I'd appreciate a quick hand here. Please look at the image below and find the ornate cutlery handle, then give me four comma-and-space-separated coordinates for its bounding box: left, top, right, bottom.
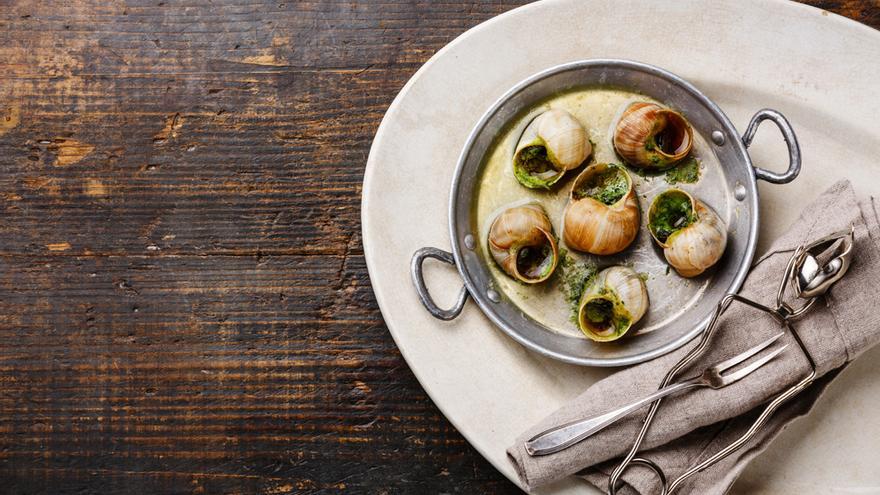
525, 380, 699, 456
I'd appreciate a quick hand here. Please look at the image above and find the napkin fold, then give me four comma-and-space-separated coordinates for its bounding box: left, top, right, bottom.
508, 180, 880, 494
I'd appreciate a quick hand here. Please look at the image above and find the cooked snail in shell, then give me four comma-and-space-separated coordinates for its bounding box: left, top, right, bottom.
513, 109, 592, 189
577, 266, 648, 342
563, 163, 640, 255
648, 189, 727, 277
613, 102, 693, 169
488, 204, 559, 283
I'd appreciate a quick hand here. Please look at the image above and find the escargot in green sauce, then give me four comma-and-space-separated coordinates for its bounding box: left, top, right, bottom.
513, 109, 592, 189
648, 189, 727, 277
577, 266, 649, 341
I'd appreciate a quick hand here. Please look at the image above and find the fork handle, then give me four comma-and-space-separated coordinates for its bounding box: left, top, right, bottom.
525, 379, 701, 456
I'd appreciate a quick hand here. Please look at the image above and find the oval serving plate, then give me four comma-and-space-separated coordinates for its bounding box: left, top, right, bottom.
412, 60, 800, 366
364, 0, 880, 491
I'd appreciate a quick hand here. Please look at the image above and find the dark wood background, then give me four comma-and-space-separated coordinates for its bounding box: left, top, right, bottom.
0, 1, 875, 493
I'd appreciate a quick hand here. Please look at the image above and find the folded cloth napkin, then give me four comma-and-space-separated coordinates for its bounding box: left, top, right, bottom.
508, 180, 880, 494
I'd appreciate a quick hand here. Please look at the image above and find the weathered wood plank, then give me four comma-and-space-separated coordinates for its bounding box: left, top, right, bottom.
0, 1, 874, 493
0, 253, 513, 493
0, 0, 534, 491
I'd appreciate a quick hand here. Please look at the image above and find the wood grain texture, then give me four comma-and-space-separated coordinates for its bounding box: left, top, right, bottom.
0, 1, 874, 494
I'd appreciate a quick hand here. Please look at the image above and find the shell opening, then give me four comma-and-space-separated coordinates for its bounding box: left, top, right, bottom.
487, 204, 559, 284
514, 241, 555, 280
514, 145, 563, 187
517, 145, 552, 172
571, 164, 630, 206
649, 190, 696, 244
579, 296, 629, 338
653, 111, 691, 157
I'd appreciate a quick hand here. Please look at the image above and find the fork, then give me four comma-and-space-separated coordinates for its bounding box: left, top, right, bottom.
525, 333, 788, 456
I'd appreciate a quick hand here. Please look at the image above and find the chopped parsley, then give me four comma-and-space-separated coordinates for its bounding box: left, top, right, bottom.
584, 299, 613, 324
516, 145, 551, 173
556, 249, 597, 324
572, 165, 629, 205
665, 156, 700, 184
514, 145, 561, 189
650, 191, 696, 243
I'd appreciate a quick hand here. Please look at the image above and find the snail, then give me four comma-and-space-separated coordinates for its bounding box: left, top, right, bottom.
513, 109, 592, 189
613, 102, 693, 169
648, 189, 727, 277
488, 204, 559, 283
563, 163, 640, 255
577, 266, 649, 342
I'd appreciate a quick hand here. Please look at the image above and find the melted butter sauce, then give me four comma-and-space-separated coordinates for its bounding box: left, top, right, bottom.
474, 87, 730, 339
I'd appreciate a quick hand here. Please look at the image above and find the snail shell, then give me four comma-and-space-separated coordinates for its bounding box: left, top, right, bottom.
513, 109, 592, 189
577, 266, 648, 342
648, 189, 727, 277
563, 163, 639, 255
613, 102, 693, 169
488, 204, 559, 283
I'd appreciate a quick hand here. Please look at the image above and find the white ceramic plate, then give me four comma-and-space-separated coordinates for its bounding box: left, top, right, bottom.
362, 1, 880, 493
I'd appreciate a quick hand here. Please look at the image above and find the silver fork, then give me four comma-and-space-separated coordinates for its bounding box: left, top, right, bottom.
525, 333, 788, 456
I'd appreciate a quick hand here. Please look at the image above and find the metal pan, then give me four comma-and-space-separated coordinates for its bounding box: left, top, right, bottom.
410, 59, 800, 367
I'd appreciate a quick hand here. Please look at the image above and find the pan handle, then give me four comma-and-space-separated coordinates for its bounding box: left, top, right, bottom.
411, 247, 469, 320
742, 109, 801, 184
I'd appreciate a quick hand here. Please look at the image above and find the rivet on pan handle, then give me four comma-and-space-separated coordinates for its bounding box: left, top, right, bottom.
411, 247, 469, 320
742, 109, 801, 184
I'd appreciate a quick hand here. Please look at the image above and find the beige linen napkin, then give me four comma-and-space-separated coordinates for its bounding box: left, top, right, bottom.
508, 180, 880, 494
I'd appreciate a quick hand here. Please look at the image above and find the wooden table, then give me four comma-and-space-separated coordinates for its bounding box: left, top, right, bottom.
0, 1, 875, 493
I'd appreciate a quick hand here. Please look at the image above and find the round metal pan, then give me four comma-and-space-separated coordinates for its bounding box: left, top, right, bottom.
410, 60, 800, 367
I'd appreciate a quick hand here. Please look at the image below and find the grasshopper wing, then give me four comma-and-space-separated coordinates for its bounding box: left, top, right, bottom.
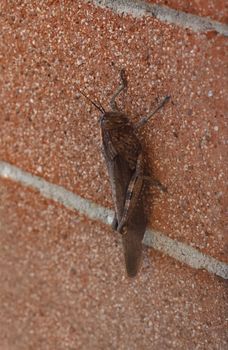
122, 198, 146, 277
103, 150, 146, 277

● Your assignment:
Exact repetition of all the records is required, with the pictures excluded.

● Finished task:
I'd appreciate a quick hand here. Please look at the image below and find the ornate cutlery handle, then give me four comma-and-space-separated coordinates for its bounding box: left, top, right, bottom.
525, 380, 699, 456
I'd appreciate a quick hand here. Please look at the image above and find the napkin fold, then give me four comma-and-space-separated coordinates for its bounding box: left, top, right, bottom.
508, 180, 880, 494
I'd appreciate a quick hand here. Please look at the image above and find the cooked snail in shell, then give me four comma-and-space-separated coordinates for its bounding box: left, top, right, bottom.
513, 109, 592, 189
577, 266, 648, 342
563, 163, 640, 255
648, 189, 727, 277
613, 102, 693, 169
488, 204, 559, 283
I'd appreciate a quick hand here. Please look at the image above and find the escargot in green sauce, then give me four comma-and-space-separated coordinates for its bounding box: left, top, right, bottom.
513, 109, 592, 189
648, 189, 727, 277
577, 266, 649, 341
I'd appreciate a quick hand here. Please look at the image above and find the fork handle, then give me four comma-and-space-separated coordinates for its bounding box: left, top, right, bottom.
525, 379, 701, 456
I'd appreciate a quick hand here. Please look at the image above and find the oval serving plate, then give me four comma-and-space-separated coordinates for its bounding box: left, top, right, bottom.
412, 60, 800, 366
364, 0, 880, 491
I'd appreciate a quick hand here. Please look at the image above and find the dark wood background, then give me four comma-and-space-separated coordinates for its bounding box: left, top, right, bottom.
0, 1, 875, 493
I'd appreciate a quick hand here. Please look at the image above and find the folded cloth napkin, then give me four comma-and-space-separated coordinates for its bounding box: left, top, right, bottom.
508, 180, 880, 494
I'd appreciate a quick hand here. Please look at the image above and find the weathered wood plank, then give me four comma-and-space-separated coordinates for its bounding box: left, top, right, bottom.
0, 1, 874, 493
0, 253, 513, 493
0, 0, 534, 491
I'd appreciate a quick hand here. Please look at the image above and find the wood grain texture, then give me four comma-and-space-separated coordinates for its bounding box: left, top, right, bottom.
0, 1, 874, 494
I'd appreciate a quick hand here. Please look at the image above and find the shell opening, then give me four comma-and-space-separated coordinates for its bounding box: left, top, right, bottom.
487, 204, 559, 284
514, 241, 555, 280
514, 145, 563, 187
517, 145, 552, 172
571, 164, 630, 206
649, 190, 696, 244
579, 296, 629, 338
653, 111, 691, 157
I'd appreciate a quick hand here. Please look at the image above and find the fork, then give me four comma-and-space-separated coordinates for its bounding box: left, top, right, bottom.
525, 333, 788, 456
I'd appreciate a quick hand here. Please look at the image above and find the chopped parsley, then give me four comma-and-space-separated coordinates for its bounding box: left, top, right, bottom.
584, 299, 613, 324
516, 145, 551, 173
556, 249, 597, 324
572, 165, 629, 205
665, 156, 700, 184
514, 145, 561, 189
650, 191, 696, 243
I'd appreciate a quick hand here. Please look at the image above and find the snail, then give me four comma-and-space-separated coordinates for its bounding box: left, top, right, bottom.
513, 109, 592, 189
613, 102, 693, 169
648, 189, 727, 277
488, 204, 559, 283
563, 163, 640, 255
577, 266, 649, 342
I'd appreciate a quick hand here. Please look at the image above and find the melted butter sauce, then give me four comma-and-space-separated coordinates for its bounding box: left, top, right, bottom.
474, 87, 730, 339
I'd appreciate a quick hand here. Please look at the image above and find the snail shell, then give me four comma-and-space-separated coordinates for its bounding box: left, top, right, bottom.
513, 109, 592, 189
577, 266, 648, 342
648, 189, 727, 277
563, 163, 639, 255
613, 102, 693, 169
488, 204, 559, 283
I'd appreciate a quick hand here. Please look at the image above and find the white ceramic plate, then give me four comma-and-space-separated coordinates for its bounding box: left, top, right, bottom.
362, 1, 880, 493
I'd appreciate a quick hand here. Please look at the image above and find the silver fork, then give me four comma-and-space-separated coordinates for its bounding box: left, top, right, bottom.
525, 333, 788, 456
I'd appreciate a quick hand here. Please look at the image above and find the metal pan, then give me four comma-and-space-separated coordinates for its bounding box: left, top, right, bottom.
410, 59, 800, 367
I'd appreciate a quick hand here. Please look at the image above and find the pan handle, then give me four comma-and-space-separated coordinates for its bounding box: left, top, right, bottom.
411, 247, 469, 320
742, 109, 801, 184
I'd appreciate a quick hand here. Please look at the image above and find the rivet on pan handle, then give me four comma-and-space-separated coordinates for its bounding box: left, top, right, bottom.
411, 247, 469, 320
742, 109, 801, 184
I'd appreciate a quick hand here. Please look at the image above and find the beige linen napkin, then give me four comma-and-space-separated coordinates for its bounding box: left, top, right, bottom.
508, 180, 880, 494
I'd appreciate a quick hand here. Please look at the image above and find the wooden table, then give me four comma-and-space-separated coordinates for its bounding box: left, top, right, bottom.
0, 1, 875, 493
I'd appreciate a quick hand here. Please look at the image above and find the round metal pan, then give me four comma-and-space-separated coordinates for its bounding box: left, top, right, bottom.
410, 60, 800, 367
I'd appreciate a quick hand here. Please look at the image below and find the grasshopper wing, then give me four comma-and-space-separated coordinates for its bounding box: left, top, right, bottom.
122, 198, 146, 277
103, 150, 146, 277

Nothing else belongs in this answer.